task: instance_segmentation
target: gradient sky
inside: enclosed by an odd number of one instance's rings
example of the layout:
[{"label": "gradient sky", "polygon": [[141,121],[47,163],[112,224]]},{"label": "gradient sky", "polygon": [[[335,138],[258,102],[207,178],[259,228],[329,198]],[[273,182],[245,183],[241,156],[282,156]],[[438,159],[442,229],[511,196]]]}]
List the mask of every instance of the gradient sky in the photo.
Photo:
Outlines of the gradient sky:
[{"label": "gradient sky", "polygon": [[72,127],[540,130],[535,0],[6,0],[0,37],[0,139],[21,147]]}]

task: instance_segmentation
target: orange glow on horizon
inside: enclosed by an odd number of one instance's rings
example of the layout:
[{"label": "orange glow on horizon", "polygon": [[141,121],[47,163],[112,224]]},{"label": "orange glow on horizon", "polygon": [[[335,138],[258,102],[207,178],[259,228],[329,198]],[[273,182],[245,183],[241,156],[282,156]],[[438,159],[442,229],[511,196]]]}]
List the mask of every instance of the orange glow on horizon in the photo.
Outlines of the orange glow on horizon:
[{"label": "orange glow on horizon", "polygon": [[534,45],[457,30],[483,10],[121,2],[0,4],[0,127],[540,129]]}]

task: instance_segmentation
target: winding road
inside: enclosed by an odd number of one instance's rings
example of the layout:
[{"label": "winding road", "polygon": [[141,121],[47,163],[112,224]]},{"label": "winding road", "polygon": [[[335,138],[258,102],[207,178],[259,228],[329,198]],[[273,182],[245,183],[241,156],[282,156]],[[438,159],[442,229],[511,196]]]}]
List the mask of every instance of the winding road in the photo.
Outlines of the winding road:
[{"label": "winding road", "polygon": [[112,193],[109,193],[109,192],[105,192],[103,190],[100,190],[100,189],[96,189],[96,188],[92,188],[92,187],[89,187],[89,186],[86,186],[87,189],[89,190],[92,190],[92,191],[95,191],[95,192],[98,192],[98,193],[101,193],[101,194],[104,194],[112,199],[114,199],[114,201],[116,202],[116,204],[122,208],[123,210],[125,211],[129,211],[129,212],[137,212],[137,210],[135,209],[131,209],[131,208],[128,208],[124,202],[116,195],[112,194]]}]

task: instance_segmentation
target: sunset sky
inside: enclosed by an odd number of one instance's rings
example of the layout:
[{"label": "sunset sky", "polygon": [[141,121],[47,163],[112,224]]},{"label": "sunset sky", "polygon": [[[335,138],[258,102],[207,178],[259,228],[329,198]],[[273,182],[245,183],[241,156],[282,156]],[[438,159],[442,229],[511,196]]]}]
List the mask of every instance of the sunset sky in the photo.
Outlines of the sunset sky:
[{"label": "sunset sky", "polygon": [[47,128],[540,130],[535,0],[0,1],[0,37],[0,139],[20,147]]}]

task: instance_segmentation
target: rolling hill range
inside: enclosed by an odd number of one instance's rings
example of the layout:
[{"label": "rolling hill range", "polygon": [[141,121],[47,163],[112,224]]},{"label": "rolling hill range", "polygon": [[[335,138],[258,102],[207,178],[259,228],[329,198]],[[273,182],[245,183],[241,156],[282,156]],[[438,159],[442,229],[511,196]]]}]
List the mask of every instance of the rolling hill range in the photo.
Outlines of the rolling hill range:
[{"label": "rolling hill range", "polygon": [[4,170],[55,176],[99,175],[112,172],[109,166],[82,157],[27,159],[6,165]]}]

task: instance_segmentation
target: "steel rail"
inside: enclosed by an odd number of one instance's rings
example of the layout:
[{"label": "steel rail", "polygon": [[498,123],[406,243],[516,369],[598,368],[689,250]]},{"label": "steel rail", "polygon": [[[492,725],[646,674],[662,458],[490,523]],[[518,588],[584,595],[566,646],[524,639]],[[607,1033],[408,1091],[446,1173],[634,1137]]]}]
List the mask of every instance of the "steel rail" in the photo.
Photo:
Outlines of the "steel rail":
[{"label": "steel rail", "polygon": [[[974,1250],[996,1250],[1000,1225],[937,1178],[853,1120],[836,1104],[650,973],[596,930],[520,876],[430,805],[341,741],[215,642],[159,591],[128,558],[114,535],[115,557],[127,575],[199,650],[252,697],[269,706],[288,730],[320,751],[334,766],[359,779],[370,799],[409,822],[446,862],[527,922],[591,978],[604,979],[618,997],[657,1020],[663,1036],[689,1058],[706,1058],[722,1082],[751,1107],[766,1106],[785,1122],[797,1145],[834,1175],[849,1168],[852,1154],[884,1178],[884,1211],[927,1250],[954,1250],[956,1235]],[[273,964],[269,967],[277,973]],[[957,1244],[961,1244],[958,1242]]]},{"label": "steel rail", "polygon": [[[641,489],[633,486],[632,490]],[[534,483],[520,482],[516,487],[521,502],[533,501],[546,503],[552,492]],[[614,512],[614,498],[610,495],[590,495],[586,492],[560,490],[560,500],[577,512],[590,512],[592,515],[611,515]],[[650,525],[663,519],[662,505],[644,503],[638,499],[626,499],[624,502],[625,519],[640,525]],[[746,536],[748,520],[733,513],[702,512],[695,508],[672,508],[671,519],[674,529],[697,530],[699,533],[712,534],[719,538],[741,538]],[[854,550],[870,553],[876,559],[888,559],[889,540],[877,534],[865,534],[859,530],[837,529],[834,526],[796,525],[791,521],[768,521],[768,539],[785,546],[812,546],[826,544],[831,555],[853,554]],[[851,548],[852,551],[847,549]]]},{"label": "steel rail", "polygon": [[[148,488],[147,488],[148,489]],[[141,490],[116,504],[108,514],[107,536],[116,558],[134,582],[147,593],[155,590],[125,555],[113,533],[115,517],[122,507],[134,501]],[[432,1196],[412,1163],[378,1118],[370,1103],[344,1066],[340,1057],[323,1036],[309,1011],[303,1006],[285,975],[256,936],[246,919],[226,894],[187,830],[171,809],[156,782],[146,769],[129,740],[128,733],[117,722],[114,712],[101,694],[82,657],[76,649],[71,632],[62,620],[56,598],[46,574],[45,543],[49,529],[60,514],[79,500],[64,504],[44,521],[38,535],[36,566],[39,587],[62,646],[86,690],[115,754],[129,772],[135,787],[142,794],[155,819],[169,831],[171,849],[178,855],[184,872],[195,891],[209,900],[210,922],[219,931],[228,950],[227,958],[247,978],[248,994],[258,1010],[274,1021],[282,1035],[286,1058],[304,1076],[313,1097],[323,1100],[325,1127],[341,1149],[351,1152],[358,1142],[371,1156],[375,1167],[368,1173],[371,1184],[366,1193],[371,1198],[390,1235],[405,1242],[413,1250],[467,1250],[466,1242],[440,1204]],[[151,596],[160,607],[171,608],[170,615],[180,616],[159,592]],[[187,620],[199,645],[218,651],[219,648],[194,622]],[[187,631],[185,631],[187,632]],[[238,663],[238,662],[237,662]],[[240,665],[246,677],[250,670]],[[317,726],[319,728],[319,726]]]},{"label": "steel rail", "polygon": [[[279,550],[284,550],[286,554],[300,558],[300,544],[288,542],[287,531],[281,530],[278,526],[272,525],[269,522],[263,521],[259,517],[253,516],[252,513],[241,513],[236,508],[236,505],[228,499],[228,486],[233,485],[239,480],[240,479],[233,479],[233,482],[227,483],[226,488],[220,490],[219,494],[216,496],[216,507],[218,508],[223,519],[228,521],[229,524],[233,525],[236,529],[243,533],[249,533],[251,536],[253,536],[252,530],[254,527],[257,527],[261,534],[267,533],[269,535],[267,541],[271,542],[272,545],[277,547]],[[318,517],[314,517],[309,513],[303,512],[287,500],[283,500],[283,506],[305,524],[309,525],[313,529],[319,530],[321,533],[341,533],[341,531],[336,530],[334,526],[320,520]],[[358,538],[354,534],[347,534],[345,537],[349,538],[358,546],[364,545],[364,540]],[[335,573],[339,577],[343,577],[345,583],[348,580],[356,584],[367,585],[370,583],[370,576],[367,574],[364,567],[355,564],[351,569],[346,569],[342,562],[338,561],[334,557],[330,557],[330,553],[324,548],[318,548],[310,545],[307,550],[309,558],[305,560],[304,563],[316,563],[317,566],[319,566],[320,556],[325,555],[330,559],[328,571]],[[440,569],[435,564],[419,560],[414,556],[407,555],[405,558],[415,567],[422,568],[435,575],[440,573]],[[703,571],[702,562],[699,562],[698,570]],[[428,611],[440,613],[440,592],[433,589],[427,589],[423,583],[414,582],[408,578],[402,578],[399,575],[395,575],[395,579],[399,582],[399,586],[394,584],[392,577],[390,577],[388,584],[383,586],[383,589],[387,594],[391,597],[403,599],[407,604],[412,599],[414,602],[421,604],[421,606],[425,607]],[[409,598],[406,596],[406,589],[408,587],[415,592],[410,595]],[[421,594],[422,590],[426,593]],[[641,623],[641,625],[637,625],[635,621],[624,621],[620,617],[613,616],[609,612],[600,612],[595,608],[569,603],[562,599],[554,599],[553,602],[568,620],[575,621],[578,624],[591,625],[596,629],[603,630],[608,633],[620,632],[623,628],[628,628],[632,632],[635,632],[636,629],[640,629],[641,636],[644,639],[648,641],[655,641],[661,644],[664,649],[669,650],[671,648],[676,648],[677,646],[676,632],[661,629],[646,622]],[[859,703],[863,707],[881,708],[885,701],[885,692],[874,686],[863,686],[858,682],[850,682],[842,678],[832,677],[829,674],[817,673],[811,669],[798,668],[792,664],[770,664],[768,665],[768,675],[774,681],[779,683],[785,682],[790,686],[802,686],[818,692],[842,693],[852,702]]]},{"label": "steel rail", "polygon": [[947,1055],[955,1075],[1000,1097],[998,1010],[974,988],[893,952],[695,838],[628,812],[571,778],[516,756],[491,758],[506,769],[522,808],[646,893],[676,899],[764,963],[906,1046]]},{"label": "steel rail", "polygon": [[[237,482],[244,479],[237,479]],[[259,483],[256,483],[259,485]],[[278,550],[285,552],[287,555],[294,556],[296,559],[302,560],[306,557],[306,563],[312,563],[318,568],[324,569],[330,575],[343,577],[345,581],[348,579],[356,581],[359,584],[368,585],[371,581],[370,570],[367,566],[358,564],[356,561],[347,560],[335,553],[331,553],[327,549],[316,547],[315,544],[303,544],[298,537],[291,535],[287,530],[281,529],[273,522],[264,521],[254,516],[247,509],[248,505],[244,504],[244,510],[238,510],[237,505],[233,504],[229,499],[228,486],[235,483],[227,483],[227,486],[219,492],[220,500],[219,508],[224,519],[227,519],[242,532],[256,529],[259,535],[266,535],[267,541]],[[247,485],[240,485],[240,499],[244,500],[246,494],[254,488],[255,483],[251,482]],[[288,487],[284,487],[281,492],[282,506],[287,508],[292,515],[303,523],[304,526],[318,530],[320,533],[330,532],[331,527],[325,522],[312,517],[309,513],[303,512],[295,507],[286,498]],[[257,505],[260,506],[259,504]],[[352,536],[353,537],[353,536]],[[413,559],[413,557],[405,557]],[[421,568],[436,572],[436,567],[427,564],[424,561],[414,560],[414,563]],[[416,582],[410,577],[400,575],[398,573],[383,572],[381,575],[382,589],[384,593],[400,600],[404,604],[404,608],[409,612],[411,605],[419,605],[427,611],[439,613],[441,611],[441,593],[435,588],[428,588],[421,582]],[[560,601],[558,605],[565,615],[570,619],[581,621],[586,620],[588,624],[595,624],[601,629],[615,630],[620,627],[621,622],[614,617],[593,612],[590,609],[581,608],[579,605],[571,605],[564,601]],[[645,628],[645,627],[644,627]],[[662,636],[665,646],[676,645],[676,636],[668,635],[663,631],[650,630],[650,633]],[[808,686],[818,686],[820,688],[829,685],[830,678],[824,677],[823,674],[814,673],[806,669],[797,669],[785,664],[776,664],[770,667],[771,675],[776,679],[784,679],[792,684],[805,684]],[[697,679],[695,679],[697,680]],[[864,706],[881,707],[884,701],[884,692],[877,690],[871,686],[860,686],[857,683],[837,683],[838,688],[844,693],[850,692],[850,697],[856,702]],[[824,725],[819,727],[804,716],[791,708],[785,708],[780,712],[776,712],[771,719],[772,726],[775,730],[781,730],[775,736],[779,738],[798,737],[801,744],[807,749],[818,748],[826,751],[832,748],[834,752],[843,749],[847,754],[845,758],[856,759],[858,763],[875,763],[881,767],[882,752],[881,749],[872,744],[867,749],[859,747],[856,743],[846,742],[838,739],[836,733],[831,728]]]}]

━━━━━━━━━━━━━━━━━━━━

Problem description:
From the records above, give again exactly the lines running from the line with "target: orange glow on horizon" to the line with "List the mask of every instance of the orange", inclusive.

Problem solution:
target: orange glow on horizon
inside: enclosed by an odd number of one instance's rings
example of the layout:
[{"label": "orange glow on horizon", "polygon": [[141,121],[47,163],[112,224]]},{"label": "orange glow on horizon", "polygon": [[[335,138],[258,102],[207,178],[259,228],[329,198]],[[273,182],[245,183],[241,156],[282,156]],[[438,159],[442,229],[511,196]]]}]
List the mask of every instance of the orange glow on horizon in the photo.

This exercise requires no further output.